[Records from a data collection]
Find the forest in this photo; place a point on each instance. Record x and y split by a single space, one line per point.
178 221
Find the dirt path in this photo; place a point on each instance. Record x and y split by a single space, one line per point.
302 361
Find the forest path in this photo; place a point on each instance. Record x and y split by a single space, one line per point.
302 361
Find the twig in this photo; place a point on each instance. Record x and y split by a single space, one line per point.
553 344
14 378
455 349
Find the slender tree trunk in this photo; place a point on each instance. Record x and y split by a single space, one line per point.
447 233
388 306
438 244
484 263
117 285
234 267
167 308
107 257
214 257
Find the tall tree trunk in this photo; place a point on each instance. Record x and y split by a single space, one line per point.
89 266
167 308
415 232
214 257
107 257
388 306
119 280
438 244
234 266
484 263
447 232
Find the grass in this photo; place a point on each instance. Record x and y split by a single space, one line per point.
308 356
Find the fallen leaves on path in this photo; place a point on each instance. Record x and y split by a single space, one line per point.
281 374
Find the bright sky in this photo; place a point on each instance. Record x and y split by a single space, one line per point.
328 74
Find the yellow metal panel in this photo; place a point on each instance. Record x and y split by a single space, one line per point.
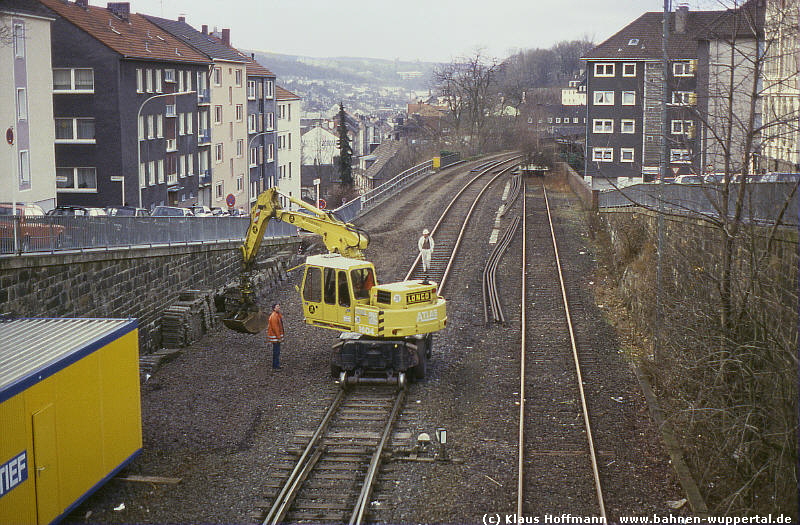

● **WHAT YOU NEED TO DO**
Your answer must be an exact copy of the records, minus any pictures.

● **TASK OUTPUT**
Find the forest in this photo; place a point on each instance. Record x and y split by a single space, one line per point.
178 221
Find the dirt path in this photo; place a point on each instance. Record x and y split by a single space, one line per point.
302 361
Find the forest path in this photo; place a point on each instance. Record x and y split by a single space, one line per point.
302 361
Find the twig in this photo; place a point on each instance. Record x and y split by a single space, one line per point.
553 344
14 378
455 349
Find the slender tree trunk in this photo; place a point on each instance. Record x and y split by a single space, one line per point.
447 233
388 306
438 244
484 263
117 285
234 267
167 308
107 257
214 257
Find the tall tree trunk in this photo; place a point on each instance. Record x and y split by a single space, one line per point.
89 266
167 308
415 232
214 257
107 257
388 306
119 280
438 244
234 266
484 263
447 232
Find the grass in this photo; place a point on each instance. Record x and y split by a single space, one line per point.
308 356
Find the fallen leaves on path in this photo; place a point on each instance. Record x and y split by a single space, one line per point.
281 374
Find the bright sky in this photo; place a point on each instance. Record x and y split by a single space, one line per point.
328 74
Find the yellow metal panel in this photo; place a point on each instance. Record x and y split by a single space, one line per point.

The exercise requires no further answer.